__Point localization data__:
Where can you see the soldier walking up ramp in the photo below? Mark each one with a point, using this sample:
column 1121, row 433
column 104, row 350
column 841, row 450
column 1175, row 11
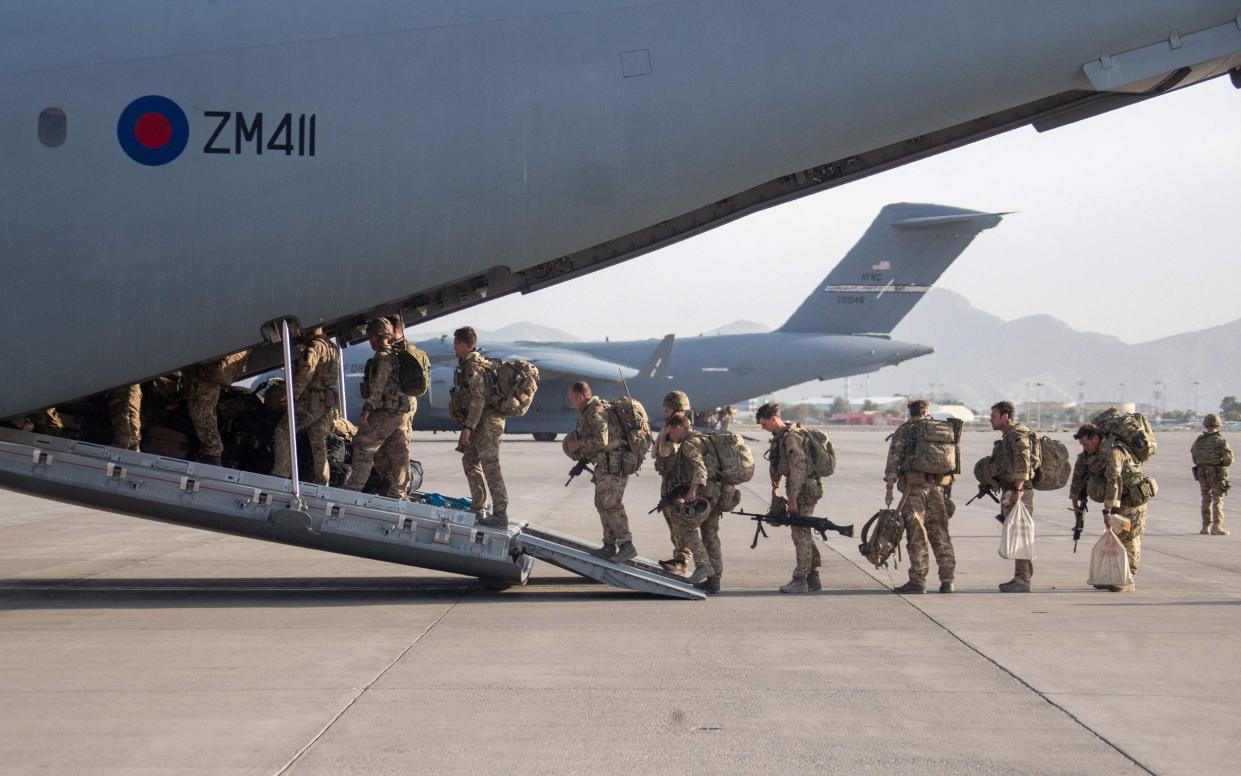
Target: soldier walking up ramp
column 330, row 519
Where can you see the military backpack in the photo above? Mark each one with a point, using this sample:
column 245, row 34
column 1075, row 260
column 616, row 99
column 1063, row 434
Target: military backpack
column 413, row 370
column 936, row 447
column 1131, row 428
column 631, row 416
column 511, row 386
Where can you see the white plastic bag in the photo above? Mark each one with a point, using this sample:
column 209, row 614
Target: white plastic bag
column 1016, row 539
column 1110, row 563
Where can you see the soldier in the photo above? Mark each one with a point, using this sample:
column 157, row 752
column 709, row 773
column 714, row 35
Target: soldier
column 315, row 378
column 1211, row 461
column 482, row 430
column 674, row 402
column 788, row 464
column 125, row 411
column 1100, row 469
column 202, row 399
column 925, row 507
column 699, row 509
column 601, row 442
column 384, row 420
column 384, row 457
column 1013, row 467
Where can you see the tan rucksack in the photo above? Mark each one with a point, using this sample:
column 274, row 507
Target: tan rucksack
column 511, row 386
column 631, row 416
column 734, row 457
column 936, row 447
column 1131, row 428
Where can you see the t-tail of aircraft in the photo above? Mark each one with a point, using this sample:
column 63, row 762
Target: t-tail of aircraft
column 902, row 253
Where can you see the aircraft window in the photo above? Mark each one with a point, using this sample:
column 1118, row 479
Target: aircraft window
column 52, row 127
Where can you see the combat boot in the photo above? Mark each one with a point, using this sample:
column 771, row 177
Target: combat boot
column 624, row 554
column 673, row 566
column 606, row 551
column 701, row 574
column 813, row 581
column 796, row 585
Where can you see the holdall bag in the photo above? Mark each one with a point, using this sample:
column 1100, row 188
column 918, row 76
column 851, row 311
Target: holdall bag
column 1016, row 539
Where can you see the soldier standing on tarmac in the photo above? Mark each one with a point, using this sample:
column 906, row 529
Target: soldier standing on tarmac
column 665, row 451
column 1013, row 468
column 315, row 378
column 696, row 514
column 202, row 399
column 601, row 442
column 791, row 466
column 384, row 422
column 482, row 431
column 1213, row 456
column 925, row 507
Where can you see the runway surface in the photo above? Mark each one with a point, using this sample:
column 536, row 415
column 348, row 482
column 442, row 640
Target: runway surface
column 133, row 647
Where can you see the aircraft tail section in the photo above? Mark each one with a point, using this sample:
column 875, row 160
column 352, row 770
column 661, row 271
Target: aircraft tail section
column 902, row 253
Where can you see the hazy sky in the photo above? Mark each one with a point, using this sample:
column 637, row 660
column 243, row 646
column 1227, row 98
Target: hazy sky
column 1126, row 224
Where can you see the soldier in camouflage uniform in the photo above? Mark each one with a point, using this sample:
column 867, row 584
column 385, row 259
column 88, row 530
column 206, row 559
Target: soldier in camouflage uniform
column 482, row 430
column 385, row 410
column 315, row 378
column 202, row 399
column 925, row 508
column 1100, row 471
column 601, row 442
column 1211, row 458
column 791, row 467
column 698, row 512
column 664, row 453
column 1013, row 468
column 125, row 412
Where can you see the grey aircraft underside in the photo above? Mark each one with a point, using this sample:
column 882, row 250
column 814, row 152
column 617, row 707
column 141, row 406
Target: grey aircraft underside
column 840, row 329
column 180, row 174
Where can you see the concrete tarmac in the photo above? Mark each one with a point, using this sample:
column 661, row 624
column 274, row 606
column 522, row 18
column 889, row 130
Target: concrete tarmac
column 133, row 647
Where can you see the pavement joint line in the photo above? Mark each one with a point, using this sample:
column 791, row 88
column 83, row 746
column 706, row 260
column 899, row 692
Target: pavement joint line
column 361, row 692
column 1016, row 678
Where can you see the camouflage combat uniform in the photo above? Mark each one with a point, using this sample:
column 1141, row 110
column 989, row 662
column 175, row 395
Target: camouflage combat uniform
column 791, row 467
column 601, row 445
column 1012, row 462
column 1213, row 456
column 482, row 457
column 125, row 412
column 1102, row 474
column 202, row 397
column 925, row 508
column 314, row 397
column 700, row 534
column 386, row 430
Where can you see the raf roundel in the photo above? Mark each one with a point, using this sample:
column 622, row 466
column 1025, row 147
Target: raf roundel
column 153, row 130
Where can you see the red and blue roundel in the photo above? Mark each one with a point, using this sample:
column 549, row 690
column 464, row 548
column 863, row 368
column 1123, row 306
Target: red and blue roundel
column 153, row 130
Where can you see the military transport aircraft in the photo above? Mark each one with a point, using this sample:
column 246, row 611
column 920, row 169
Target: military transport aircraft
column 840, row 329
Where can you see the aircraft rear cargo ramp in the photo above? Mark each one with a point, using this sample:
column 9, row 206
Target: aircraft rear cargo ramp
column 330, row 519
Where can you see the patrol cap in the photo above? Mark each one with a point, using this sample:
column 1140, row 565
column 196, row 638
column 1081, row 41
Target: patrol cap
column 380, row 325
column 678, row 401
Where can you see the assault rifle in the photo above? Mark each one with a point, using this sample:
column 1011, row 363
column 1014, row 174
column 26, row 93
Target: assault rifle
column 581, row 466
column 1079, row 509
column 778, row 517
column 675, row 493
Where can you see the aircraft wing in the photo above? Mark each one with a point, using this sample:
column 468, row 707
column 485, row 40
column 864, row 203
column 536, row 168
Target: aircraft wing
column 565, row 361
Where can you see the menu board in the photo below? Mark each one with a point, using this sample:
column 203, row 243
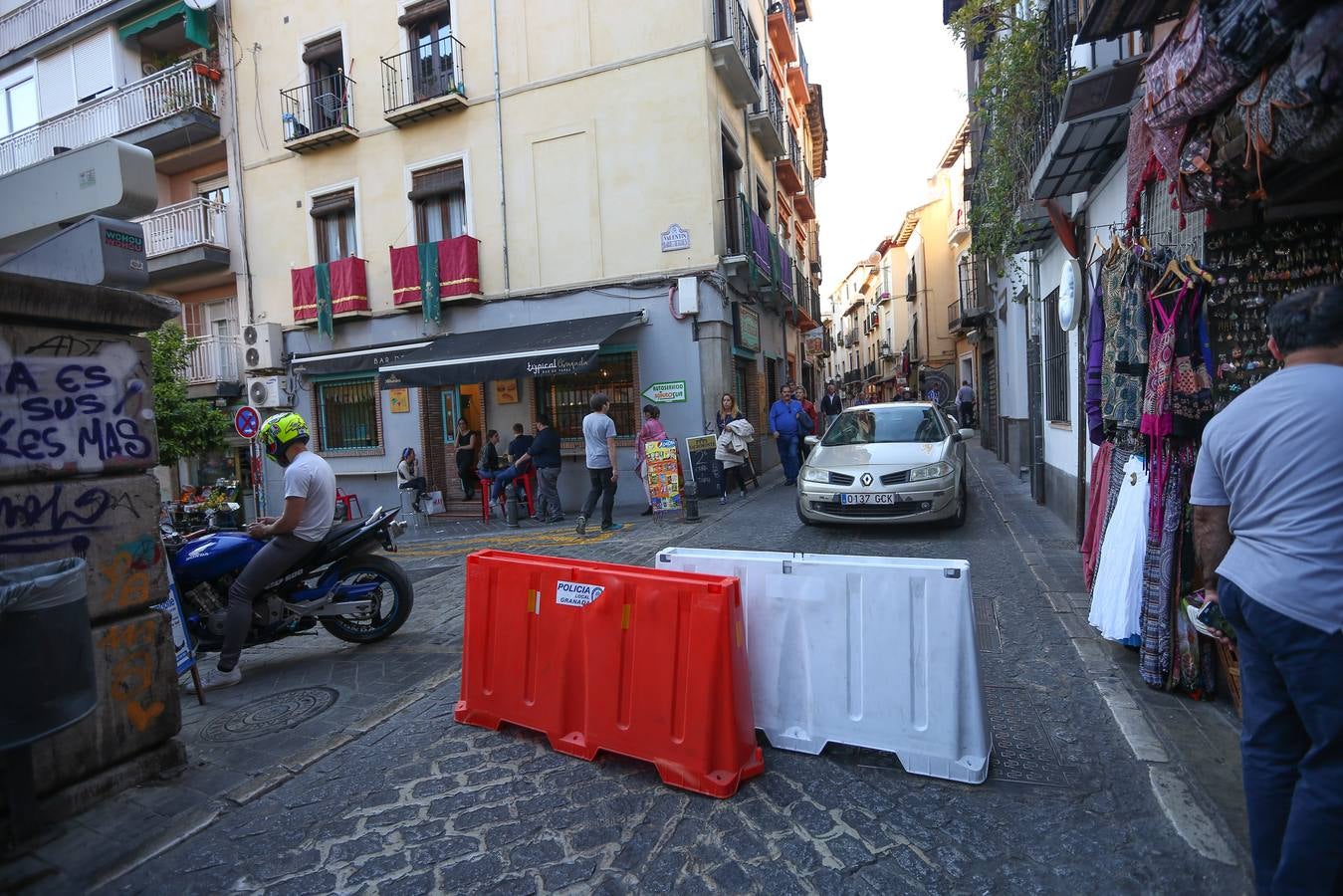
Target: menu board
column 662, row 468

__Task prompt__:
The entries should be reproduced word for word, pictures omitted.

__Answer to the problem__:
Where can you see the soldier walking up ramp in the photo below? Mark each one with a point, using this sample:
column 1121, row 433
column 104, row 350
column 841, row 450
column 1175, row 11
Target: soldier walking up ramp
column 330, row 519
Where can you see the military backpack in the photo above? Mark each one with a point, using this sample:
column 245, row 34
column 1075, row 260
column 616, row 99
column 1063, row 434
Target: military backpack
column 413, row 370
column 936, row 447
column 1131, row 428
column 631, row 416
column 511, row 386
Where can you see the white plastic bag in the photo above? Mark each one with a point, using this sample:
column 209, row 614
Target: white plastic bag
column 1016, row 539
column 1110, row 563
Where can you see the soldier in the photo above? Mark each one with a point, using this sample:
column 157, row 752
column 709, row 773
column 714, row 35
Target: soldier
column 315, row 378
column 1211, row 461
column 482, row 430
column 674, row 402
column 788, row 464
column 125, row 411
column 1100, row 469
column 202, row 399
column 925, row 507
column 699, row 509
column 601, row 442
column 384, row 420
column 384, row 457
column 1013, row 467
Where can you see the tan rucksack in the photo above? Mark each one with a point, using this sample:
column 274, row 507
Target: tan rucksack
column 511, row 386
column 631, row 416
column 734, row 457
column 936, row 447
column 1131, row 428
Where can you see the t-tail of aircraft in the photo above? Mark each one with a point, using this sample:
column 63, row 762
Target: t-tail of aircraft
column 902, row 253
Where can you see the aircraft window in the photo above? Mark each one with a point, using this sample:
column 1118, row 479
Target: aircraft window
column 52, row 127
Where can you see the combat boot in the photo above? Mark each one with a point, using this sample:
column 771, row 177
Target: combat boot
column 624, row 554
column 673, row 566
column 606, row 551
column 701, row 574
column 813, row 581
column 796, row 585
Where can you see the holdall bag in the photo above? Mark each one with a point, using this sample:
column 1100, row 188
column 918, row 76
column 851, row 311
Target: holdall bag
column 1016, row 539
Where can you see the soldier standing on tarmac in the photo above? Mark each one with a point, using this sample:
column 906, row 529
Target: soldier standing on tarmac
column 665, row 451
column 1013, row 468
column 315, row 378
column 696, row 514
column 202, row 399
column 601, row 442
column 791, row 466
column 384, row 422
column 482, row 431
column 1213, row 456
column 925, row 507
Where can you see the runway surface in the photo above? Mark each one with a point, using this sample:
column 536, row 415
column 348, row 482
column 442, row 640
Target: runway surface
column 133, row 647
Where can you see the aircraft tail section in the photo above? Mark each one with a point, using this sample:
column 875, row 160
column 352, row 770
column 661, row 271
Target: aircraft tail section
column 902, row 253
Where can you see the hazy sky in the photo above? Mark each one with a point, using this sample:
column 637, row 660
column 243, row 646
column 1227, row 98
Target: hazy sky
column 1126, row 224
Where can you see the soldier in camouflage uniform in the photo above? Mark each one with a point, using this sample:
column 867, row 584
column 385, row 259
column 88, row 530
column 206, row 559
Target: soldier in camouflage uniform
column 482, row 430
column 385, row 410
column 315, row 378
column 202, row 399
column 925, row 508
column 1100, row 471
column 601, row 442
column 1211, row 458
column 791, row 467
column 698, row 512
column 664, row 453
column 1013, row 468
column 125, row 412
Where can you see the grey aircraft underside in the photo above? Mark each one with a point, using this sample:
column 882, row 250
column 814, row 152
column 617, row 707
column 141, row 406
Target: grey aircraft underside
column 840, row 329
column 180, row 174
Where can you see the concrete tarmac in the photo above? Mark each one with a point, using this sample:
column 661, row 624
column 274, row 606
column 522, row 18
column 889, row 130
Target: concrete tarmac
column 133, row 647
Where can you see the pavement joint line in the photo above? Mark each one with a point, using this sample:
column 791, row 88
column 83, row 746
column 706, row 260
column 899, row 692
Target: pavement joint line
column 361, row 692
column 1016, row 678
Where can you see the camouflage combat uniform in the photo above? Mark each one with a point, using this sample:
column 1141, row 110
column 989, row 662
column 175, row 395
Target: camouflage combat uniform
column 791, row 467
column 601, row 445
column 1012, row 462
column 1213, row 456
column 482, row 457
column 125, row 412
column 1102, row 474
column 202, row 397
column 925, row 508
column 314, row 397
column 700, row 534
column 386, row 430
Where can you see the raf roundel in the photo above? Mark each one with a point, using this sample:
column 622, row 466
column 1025, row 147
Target: raf roundel
column 153, row 130
Where can you see the red and blue roundel in the photo above? Mark each one with a point, using this sample:
column 549, row 690
column 464, row 548
column 863, row 368
column 1123, row 306
Target: red and blue roundel
column 153, row 130
Where can you see the military transport aircraft in the photo above? Mark each one with a point, using this sample:
column 246, row 611
column 920, row 169
Target: military transport aircraft
column 840, row 329
Where can you see the aircraft rear cargo ramp in the photo above? Mark each one with a point, using this sample:
column 9, row 206
Target: aircraft rear cargo ramp
column 330, row 519
Where can you see the patrol cap in the photo above? Mark each one with a point, using this sample:
column 1140, row 565
column 196, row 638
column 1081, row 41
Target: patrol cap
column 380, row 325
column 678, row 401
Where can you see the assault rifle in the photo above? Mark each one with a point, using this sample:
column 1011, row 363
column 1014, row 174
column 26, row 93
Target: assault rifle
column 581, row 466
column 1079, row 509
column 778, row 517
column 675, row 493
Where can you see the aircraft wing in the photo above? Mark each one with a point, using this sample:
column 468, row 707
column 485, row 40
column 864, row 203
column 536, row 168
Target: aircraft wing
column 565, row 361
Where can you see the menu board in the photo below? Mark each one with a point, using this sample:
column 203, row 243
Target: menu board
column 662, row 468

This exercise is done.